(Data excerpts)
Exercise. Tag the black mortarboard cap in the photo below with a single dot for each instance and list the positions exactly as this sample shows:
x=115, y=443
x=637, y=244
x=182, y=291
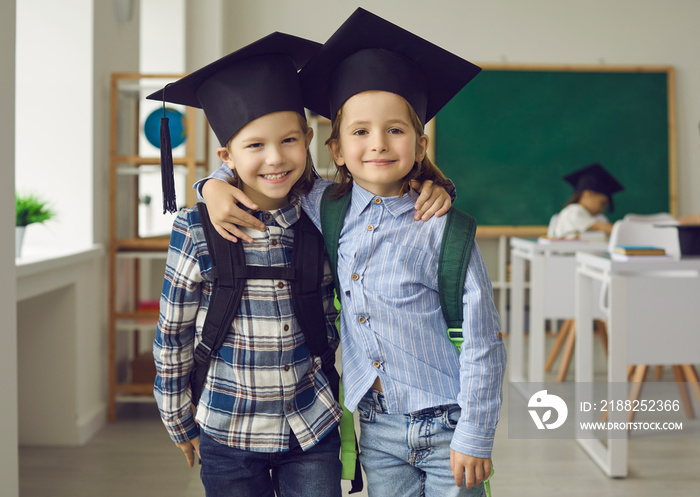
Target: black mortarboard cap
x=595, y=177
x=370, y=53
x=238, y=88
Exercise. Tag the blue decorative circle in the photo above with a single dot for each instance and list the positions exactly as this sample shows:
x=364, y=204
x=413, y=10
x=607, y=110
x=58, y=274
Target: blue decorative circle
x=151, y=127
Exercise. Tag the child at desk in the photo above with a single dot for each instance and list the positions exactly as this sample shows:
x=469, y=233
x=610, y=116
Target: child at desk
x=594, y=187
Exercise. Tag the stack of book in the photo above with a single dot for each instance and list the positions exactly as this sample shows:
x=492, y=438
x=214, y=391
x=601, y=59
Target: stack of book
x=626, y=252
x=638, y=250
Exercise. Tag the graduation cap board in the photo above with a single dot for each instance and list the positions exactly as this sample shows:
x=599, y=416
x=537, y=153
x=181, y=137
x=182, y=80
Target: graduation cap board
x=370, y=53
x=236, y=89
x=595, y=177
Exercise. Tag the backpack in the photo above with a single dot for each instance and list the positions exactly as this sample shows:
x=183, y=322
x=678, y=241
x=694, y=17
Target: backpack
x=457, y=241
x=455, y=249
x=306, y=274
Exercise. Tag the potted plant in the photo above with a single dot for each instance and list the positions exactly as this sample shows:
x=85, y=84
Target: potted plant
x=29, y=209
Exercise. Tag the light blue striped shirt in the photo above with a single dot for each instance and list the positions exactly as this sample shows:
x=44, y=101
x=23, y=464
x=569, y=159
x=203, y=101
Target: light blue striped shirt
x=392, y=326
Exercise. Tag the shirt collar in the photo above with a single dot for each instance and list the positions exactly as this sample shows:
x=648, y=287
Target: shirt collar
x=396, y=206
x=284, y=217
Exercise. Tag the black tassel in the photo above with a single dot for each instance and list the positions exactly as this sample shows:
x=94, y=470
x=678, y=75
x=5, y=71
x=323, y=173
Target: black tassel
x=166, y=164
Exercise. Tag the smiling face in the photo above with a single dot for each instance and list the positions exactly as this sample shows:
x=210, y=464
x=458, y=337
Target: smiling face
x=594, y=202
x=377, y=141
x=268, y=155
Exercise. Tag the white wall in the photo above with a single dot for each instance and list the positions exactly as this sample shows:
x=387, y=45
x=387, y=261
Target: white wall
x=619, y=32
x=9, y=465
x=54, y=120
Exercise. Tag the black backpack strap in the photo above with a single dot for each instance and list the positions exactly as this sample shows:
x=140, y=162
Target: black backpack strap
x=332, y=216
x=455, y=250
x=227, y=259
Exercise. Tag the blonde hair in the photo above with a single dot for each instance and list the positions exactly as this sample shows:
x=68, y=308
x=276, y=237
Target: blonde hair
x=305, y=182
x=421, y=171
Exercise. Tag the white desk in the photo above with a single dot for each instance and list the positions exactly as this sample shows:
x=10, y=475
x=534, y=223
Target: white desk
x=653, y=318
x=552, y=269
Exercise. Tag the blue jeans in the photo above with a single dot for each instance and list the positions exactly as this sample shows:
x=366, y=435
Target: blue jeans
x=408, y=455
x=229, y=472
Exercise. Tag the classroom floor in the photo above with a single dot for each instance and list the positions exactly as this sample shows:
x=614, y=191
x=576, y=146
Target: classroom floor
x=134, y=456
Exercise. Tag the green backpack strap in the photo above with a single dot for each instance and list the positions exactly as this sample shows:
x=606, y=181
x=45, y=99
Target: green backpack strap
x=332, y=215
x=455, y=250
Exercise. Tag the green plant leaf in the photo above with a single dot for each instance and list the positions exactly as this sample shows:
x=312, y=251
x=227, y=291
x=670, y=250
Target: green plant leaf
x=31, y=209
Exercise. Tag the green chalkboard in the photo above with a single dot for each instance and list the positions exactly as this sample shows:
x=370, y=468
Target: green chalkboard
x=509, y=136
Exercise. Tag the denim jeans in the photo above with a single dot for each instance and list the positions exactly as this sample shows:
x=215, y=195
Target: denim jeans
x=227, y=471
x=408, y=455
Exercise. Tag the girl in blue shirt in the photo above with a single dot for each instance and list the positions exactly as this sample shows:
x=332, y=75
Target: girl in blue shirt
x=428, y=414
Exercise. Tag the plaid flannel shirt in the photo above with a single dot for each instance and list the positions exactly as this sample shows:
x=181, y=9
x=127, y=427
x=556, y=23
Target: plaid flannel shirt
x=263, y=381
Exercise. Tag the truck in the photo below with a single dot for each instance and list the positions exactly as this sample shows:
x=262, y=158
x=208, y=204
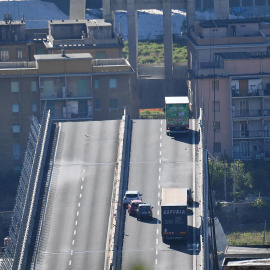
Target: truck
x=174, y=214
x=177, y=115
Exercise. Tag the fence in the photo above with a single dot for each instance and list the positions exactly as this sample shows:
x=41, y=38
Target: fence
x=21, y=226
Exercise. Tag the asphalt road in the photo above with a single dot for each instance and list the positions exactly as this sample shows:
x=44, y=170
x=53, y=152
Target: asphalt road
x=157, y=161
x=76, y=221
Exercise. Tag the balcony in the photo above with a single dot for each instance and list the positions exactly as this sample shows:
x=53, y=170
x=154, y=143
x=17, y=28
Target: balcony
x=251, y=134
x=249, y=93
x=250, y=113
x=249, y=155
x=204, y=65
x=63, y=94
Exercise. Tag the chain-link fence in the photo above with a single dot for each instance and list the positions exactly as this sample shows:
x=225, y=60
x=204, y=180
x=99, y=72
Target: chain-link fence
x=16, y=244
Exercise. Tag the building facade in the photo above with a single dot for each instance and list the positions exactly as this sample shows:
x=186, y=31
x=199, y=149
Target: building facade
x=229, y=63
x=64, y=78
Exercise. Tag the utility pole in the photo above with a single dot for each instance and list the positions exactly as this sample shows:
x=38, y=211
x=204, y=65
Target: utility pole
x=225, y=182
x=264, y=232
x=233, y=185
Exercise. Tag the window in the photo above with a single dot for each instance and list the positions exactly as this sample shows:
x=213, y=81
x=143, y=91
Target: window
x=113, y=83
x=40, y=50
x=217, y=147
x=216, y=126
x=33, y=86
x=34, y=107
x=96, y=83
x=19, y=53
x=216, y=106
x=15, y=107
x=247, y=3
x=244, y=149
x=97, y=104
x=100, y=55
x=215, y=85
x=16, y=128
x=4, y=54
x=16, y=151
x=113, y=104
x=14, y=87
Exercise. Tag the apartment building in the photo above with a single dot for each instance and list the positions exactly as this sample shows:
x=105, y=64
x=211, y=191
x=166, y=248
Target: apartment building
x=229, y=78
x=73, y=78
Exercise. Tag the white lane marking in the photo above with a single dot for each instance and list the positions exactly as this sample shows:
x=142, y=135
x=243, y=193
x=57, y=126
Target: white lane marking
x=194, y=190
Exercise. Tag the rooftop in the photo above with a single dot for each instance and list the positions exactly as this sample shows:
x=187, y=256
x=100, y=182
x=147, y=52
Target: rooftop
x=225, y=23
x=72, y=56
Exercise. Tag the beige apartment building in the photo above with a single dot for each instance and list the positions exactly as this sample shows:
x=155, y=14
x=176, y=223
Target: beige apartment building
x=229, y=78
x=72, y=83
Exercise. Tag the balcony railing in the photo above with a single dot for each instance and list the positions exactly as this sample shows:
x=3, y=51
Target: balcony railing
x=255, y=92
x=248, y=155
x=251, y=134
x=250, y=113
x=204, y=65
x=60, y=94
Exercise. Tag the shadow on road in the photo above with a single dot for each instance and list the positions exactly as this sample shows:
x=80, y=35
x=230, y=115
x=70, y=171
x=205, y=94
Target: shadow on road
x=186, y=137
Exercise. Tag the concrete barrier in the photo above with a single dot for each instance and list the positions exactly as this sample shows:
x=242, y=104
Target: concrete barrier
x=112, y=248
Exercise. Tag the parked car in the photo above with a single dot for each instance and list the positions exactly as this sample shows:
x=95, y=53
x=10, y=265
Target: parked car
x=131, y=195
x=144, y=211
x=133, y=206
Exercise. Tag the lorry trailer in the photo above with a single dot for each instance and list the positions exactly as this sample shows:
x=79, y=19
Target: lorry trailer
x=174, y=214
x=177, y=115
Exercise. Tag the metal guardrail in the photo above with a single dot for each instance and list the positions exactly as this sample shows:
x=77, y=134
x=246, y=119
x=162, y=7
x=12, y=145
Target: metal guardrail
x=19, y=237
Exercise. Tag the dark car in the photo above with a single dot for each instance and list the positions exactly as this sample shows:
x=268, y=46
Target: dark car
x=133, y=206
x=131, y=195
x=144, y=211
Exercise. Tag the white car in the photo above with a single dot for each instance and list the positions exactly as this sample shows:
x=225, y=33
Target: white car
x=131, y=195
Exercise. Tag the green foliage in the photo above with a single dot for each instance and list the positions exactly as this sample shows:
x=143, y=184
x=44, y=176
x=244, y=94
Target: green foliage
x=244, y=181
x=252, y=235
x=259, y=204
x=153, y=52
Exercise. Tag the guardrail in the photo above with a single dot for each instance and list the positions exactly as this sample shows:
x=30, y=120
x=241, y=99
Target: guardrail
x=112, y=248
x=20, y=231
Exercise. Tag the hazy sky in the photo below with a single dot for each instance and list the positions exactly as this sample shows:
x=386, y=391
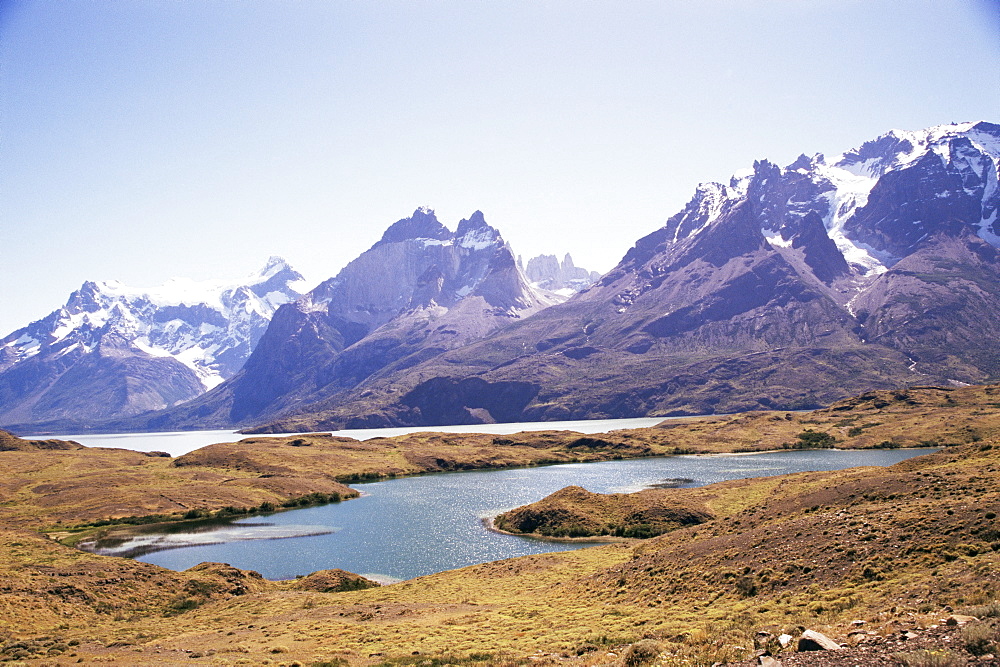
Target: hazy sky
x=145, y=139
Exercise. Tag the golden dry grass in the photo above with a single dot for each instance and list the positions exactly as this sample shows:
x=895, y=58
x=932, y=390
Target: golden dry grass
x=890, y=546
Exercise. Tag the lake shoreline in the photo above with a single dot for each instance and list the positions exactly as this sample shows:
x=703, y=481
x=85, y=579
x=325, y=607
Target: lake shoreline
x=488, y=523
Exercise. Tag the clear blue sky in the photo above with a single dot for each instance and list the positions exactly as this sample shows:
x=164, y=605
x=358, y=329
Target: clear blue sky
x=141, y=140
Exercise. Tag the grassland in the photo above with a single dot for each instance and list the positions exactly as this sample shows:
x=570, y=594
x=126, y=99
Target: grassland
x=893, y=547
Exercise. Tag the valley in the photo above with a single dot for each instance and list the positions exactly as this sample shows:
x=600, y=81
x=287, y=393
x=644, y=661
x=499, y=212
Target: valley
x=891, y=546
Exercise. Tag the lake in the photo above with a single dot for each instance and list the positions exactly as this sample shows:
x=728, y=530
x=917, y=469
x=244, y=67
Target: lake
x=408, y=527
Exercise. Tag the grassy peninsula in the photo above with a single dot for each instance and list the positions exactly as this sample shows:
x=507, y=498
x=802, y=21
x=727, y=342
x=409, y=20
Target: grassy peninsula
x=898, y=548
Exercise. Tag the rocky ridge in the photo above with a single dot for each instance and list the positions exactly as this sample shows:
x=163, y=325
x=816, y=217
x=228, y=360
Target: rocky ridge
x=419, y=291
x=114, y=351
x=786, y=287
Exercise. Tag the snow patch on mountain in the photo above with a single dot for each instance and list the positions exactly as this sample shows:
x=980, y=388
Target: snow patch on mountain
x=209, y=326
x=844, y=183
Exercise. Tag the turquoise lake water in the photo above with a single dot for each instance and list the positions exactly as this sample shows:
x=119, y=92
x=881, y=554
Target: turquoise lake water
x=408, y=527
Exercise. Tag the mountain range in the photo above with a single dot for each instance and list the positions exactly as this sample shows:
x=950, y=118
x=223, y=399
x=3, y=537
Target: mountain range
x=114, y=351
x=783, y=288
x=780, y=288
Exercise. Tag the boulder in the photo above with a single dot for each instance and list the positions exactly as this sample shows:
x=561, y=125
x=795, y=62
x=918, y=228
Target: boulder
x=817, y=641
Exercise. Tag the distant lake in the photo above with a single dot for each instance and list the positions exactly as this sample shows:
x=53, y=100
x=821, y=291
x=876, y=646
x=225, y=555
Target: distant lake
x=177, y=443
x=407, y=527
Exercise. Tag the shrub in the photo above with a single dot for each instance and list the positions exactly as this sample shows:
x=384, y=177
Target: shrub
x=978, y=638
x=746, y=587
x=989, y=610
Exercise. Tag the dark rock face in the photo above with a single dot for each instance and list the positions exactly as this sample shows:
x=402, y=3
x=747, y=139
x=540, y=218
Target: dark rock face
x=113, y=351
x=786, y=288
x=468, y=401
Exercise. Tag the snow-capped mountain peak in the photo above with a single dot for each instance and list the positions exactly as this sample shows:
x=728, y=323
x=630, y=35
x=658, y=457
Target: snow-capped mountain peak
x=951, y=167
x=208, y=326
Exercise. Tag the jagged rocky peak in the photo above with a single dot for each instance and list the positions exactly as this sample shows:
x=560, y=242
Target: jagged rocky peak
x=423, y=224
x=877, y=203
x=548, y=273
x=115, y=350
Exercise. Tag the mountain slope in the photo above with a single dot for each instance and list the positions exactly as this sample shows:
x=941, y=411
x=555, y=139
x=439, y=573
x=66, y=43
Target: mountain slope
x=114, y=351
x=419, y=291
x=784, y=288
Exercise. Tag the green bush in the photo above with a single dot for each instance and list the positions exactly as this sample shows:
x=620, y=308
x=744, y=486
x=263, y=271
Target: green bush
x=641, y=653
x=978, y=638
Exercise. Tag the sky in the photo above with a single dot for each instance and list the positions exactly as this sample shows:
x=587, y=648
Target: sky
x=144, y=140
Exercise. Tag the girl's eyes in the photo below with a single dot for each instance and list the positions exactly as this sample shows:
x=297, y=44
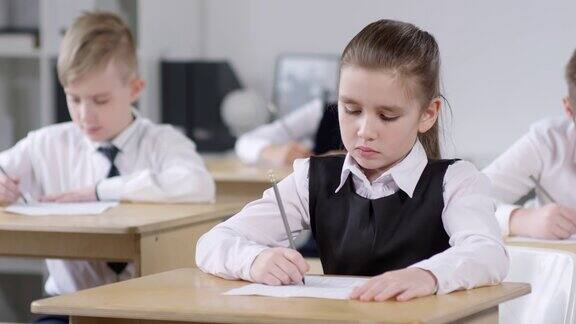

> EXERCISE GOAL
From the records above, copy each line that contains the word "below".

> RESPONSE TO THE TASK
Exercise. Tag the black mortarboard cap in the photo below with a single dot for each instance and list the positions exactly as this sample shows:
Exercise. Tag the truck in the photo below with a single dot for each instance and list the positions exactly as this sample shows:
Exercise. Tag the hazy sky in the photo below with a single dot for each instance and list the positions exactly as this sample shows:
Exercise. Tag the girl's eyes in the photo below with a single dot for each instance and list the positions exactly as this sample shows:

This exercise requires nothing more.